_Исходный отрывок_
··········
Чем ближе к концу романа, тем вольнее и изощренней Дёблин перемежает и сталкивает субъективное и объективное, эпос и изгонявшуюся им раньше лирику, зримую действительность и кадры из потока сознания автора и героев.

Некоего второстепенного персонажа, Карлушку-жестянщика, помогавшего Рейнгольду скрывать следы совершенного им убийства, полицейские приводят в лес, чтобы он указал место, где закопано тело: «А вот и прогалина с покосившейся елью, все осталось так, как было в тот день. Я вся твоя, сердце ее убито, глаза убиты, уста убиты, не пройтись ли нам еще немножко, ах, не жми так крепко. Видите кривую ель? Тут оно и есть!». Если прочитать этот отрывок в полагающийся ему черед, то есть в середине восьмой книги романа, имея позади предыдущие, то он будет звучать разными голосами, напоминая читателю в кратком «резюме» то, что тому уже известно. «А вот и прогалина…» — это проносится в голове Карлушки, участника недавних событий. «Я вся твоя» — это «из Мицци», из ее приводившихся ранее слов, обращенных к Францу. Дальше после запятой: «сердце ее убито, глаза убиты…» — «цитата» из причитаний автора, отзвучавших сразу после убийства. «Не пройтись ли нам еще немножко, ах, не жми так крепко» — из диалога Мицци и Рейнгольда в счастливом начале прогулки по Фрейенвальду. Кроме того, те же слова можно соотнести и с ощущениями свидетеля: руки его перетянуты веревкой, а думает он о том, как найти то самое место.

Совершается постоянное перемещение перспективы. Действительность увидена разными глазами. Как будто не только Карлушка с полицейскими, но и Франц, Мицци, Рейнгольд, повествователь идут вместе с ними к прогалине с темной елью. Или: будто сюда, в это дышащее прошлым мгновение, переносятся вдруг на секунду, в хватком сцеплении, их чувства и мысли из прежних дней.
··········
_Строки данных_
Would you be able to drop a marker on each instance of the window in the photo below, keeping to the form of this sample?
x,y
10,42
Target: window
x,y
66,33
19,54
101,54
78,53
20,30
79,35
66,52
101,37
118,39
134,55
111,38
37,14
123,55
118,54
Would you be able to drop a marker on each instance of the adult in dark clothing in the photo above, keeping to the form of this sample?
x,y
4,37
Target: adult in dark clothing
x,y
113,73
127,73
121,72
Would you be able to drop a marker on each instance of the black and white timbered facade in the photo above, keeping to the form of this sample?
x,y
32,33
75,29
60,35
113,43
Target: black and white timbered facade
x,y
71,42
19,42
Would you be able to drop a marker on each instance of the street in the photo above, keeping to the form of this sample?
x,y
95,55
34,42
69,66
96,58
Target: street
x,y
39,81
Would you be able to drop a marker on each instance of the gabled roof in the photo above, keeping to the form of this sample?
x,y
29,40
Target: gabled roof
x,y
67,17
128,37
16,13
··········
_Письменное задание_
Чьи слова, согласно отрывку, звучат во фразе «Я вся твоя» и к кому они были обращены? Отвечайте, опираясь только на отрывок.

_Готовое решение_
Это слова Мицци, обращенные к Францу.